■ INSTRUCTION: Repeat each line word for word.

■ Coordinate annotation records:
-*-

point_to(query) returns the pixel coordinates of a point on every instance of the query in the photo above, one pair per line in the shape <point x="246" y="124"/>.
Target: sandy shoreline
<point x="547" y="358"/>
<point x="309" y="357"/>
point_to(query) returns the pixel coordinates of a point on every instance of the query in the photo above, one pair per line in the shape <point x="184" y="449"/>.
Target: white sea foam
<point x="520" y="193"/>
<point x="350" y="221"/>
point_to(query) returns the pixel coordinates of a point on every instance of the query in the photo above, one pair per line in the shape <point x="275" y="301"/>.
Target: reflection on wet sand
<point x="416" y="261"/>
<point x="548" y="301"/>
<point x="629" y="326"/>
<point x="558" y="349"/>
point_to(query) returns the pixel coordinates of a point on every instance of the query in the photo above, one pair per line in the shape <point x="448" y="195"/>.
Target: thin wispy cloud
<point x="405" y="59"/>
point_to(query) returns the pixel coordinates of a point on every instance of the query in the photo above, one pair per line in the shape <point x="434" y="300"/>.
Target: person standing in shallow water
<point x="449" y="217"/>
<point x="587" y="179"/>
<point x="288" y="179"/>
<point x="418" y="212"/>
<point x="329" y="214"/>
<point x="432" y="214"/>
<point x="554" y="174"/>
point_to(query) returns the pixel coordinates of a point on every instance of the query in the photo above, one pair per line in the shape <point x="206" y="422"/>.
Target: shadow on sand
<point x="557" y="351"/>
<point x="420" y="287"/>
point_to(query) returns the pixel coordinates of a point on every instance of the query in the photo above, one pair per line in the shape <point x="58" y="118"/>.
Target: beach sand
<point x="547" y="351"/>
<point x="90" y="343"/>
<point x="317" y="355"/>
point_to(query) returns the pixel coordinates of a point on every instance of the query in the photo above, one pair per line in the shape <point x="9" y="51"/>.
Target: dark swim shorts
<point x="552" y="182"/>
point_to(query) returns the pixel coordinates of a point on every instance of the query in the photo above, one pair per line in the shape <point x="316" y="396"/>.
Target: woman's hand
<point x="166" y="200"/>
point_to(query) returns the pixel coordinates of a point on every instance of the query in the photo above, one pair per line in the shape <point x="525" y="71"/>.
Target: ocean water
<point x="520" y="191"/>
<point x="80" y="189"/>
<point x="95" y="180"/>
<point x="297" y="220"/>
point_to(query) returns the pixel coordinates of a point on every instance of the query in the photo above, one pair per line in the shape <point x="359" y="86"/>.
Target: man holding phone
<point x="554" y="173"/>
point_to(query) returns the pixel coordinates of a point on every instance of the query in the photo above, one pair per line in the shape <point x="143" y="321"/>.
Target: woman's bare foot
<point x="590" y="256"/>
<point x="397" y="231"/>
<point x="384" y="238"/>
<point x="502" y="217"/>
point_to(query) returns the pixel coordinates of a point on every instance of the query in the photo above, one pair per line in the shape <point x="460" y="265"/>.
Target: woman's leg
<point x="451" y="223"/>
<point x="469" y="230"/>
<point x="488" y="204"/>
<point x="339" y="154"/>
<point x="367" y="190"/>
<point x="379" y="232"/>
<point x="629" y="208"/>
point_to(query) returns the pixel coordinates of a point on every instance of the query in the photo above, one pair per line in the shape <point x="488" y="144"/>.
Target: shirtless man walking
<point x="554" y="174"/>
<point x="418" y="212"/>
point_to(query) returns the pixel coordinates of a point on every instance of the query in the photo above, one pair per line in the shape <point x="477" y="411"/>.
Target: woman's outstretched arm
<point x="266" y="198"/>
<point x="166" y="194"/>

-*-

■ TASK RESULT:
point_to(query) returns the pixel coordinates of a point on every instance of the query in the photo above, one pair per line in the shape <point x="246" y="124"/>.
Target: sandy shoreline
<point x="547" y="358"/>
<point x="309" y="357"/>
point_to(query) returns the pixel coordinates of a point on every instance of the query in the photo above, one pair per line in the shape <point x="184" y="449"/>.
Target: white sea foam
<point x="520" y="193"/>
<point x="350" y="221"/>
point_to(query) returns the pixel coordinates of a point on every instance of the query in the photo above, one pair per line in the shape <point x="275" y="301"/>.
Target: reflection on wet sand
<point x="416" y="261"/>
<point x="548" y="301"/>
<point x="629" y="326"/>
<point x="558" y="349"/>
point_to(query) returns the pixel coordinates of a point on every instance of the query in the photo above, one pair per line in the shape <point x="448" y="195"/>.
Target: thin wispy cloud
<point x="405" y="59"/>
point_to(query) returns the pixel coordinates of a point on every instance of the query in the photo above, one pair per line in the shape <point x="434" y="300"/>.
Target: person standing in shallow water
<point x="449" y="217"/>
<point x="587" y="179"/>
<point x="288" y="179"/>
<point x="418" y="212"/>
<point x="329" y="214"/>
<point x="432" y="214"/>
<point x="554" y="174"/>
point_to(query) returns the pixel coordinates of a point on every instance of the query in the photo above, one pair per line in the shape <point x="206" y="422"/>.
Target: shadow on sand
<point x="557" y="351"/>
<point x="420" y="287"/>
point_to(query) returns the pixel coordinates of a point on every instance of the query in the photo above, one pair per line in the shape <point x="58" y="118"/>.
Target: beach sand
<point x="547" y="351"/>
<point x="90" y="343"/>
<point x="317" y="355"/>
point_to(query) returns the pixel coordinates of a point on every instance of the query in the photo above, one pair per line in the shape <point x="9" y="51"/>.
Target: dark swim shorts
<point x="552" y="182"/>
point_to(query) returns the pixel coordinates of a point on every instance of the query in the photo above, one pair per line in the shape <point x="316" y="396"/>.
Target: woman's hand
<point x="166" y="200"/>
point_to(query) returns the pixel coordinates of a point on every instance of the query in the photo above, one pair per line in the shape <point x="525" y="71"/>.
Target: ocean water
<point x="520" y="191"/>
<point x="80" y="189"/>
<point x="95" y="180"/>
<point x="297" y="220"/>
point_to(query) returns the pixel coordinates of a point on every instance of the query in the photo above, one pair per line in the shape <point x="359" y="86"/>.
Target: man holding phone
<point x="554" y="173"/>
point_to(query) returns the pixel coordinates of a point on every instance of the query in the photo above, one pair per line in the shape <point x="143" y="321"/>.
Target: woman's bare foot
<point x="590" y="256"/>
<point x="397" y="231"/>
<point x="384" y="238"/>
<point x="502" y="217"/>
point_to(query) returns the pixel coordinates of a point on every instance of the query in the photo above, one pair per line in the shape <point x="460" y="265"/>.
Target: woman's leg
<point x="451" y="223"/>
<point x="469" y="230"/>
<point x="488" y="204"/>
<point x="339" y="154"/>
<point x="367" y="190"/>
<point x="379" y="232"/>
<point x="629" y="208"/>
point_to(query) returns the pixel coordinates of a point on every instance of the query in the photo above, one pair per line in the shape <point x="488" y="144"/>.
Target: shirtless man walking
<point x="554" y="174"/>
<point x="418" y="212"/>
point_to(query) returns the pixel coordinates of a point on every instance of the query in the photo above, one pair per line in the shape <point x="477" y="411"/>.
Target: woman's outstretched arm
<point x="266" y="198"/>
<point x="166" y="194"/>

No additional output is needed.